— Begin SELECTED PASSAGE —

Bufab Group has reported that net sales for Quarter One 2017 increased 13% on the same quarter 2016 and also that it achieved its best operating profit to date.

Net sales in Q1 2017 increased to SEK 815 million (€84.6 million), primarily due to strong organic growth from a combination of strong demand and increased market share, aided by additional working days in the quarter.
Order intake was slightly lower than net sales. Operating profit increased to SEK 90 million (2016: SEK 71 million) and operating margin rose to 11% (2016: 9.9%). Bufab continued to gain market share in its largest operating segment, International, through “winning many small new contracts with many customers in most markets”. The contracts, said Jörgen Rosengren, president and CEO at Bufab, “are a result of systematic sales work over a long period”. Growth was spread across most industries, with only the telecom and electronics segment remaining weak.
Market share in Sweden increased, credited to continued improvement in the sales organisation. Central Europe, eastern Europe and Finland performed well but Bufab noted slightly weaker performance in southern Europe and Asia.
Gross margin strengthened significantly compared with Q1 2016 but was weaker than Q4 2016. Bufab continued to benefit from cost savings in sourcing. However, increasing supplier prices were beginning to impact gross margin. Jörgen Rosengren said: “Bufab will need to compensate for the increased costs through higher customer prices, a move that has already begun.” Bufab continued to consolidate its supplier base and to improve cooperation with its best suppliers, aiming to lower sourcing prices, strengthen logistics, capital efficiency, quality and sustainability.
Acquisitions completed in recent years continued to develop well and Bufab is working to find other suitable acquisition candidates.
Jörgen Rosengren concluded that Bufab was generally satisfied with the start of the year but recognised there is “no lack of challenges moving forward”. These included defending the gross margin in a climate of rising raw material prices, without impacting growth.

— End SELECTED PASSAGE —
— Begin EXCERPTED DATA —

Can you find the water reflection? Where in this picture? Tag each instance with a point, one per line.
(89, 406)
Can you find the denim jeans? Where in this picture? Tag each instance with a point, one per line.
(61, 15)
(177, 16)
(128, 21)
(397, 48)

— End EXCERPTED DATA —

- [TASK INSTRUCTIONS]:
1. According to the Bufab report, what was the company's operating margin in Q1 2017?
2. Based on the Bufab report, explain why the company says it must raise its prices to customers.
The lines after the text are not needed here.

- [ANSWER SET]:
1. The operating margin rose to 11%.

2. Increasing supplier prices were beginning to impact Bufab's gross margin. The company said it would need to compensate for these higher costs through higher customer prices, a move that had already begun.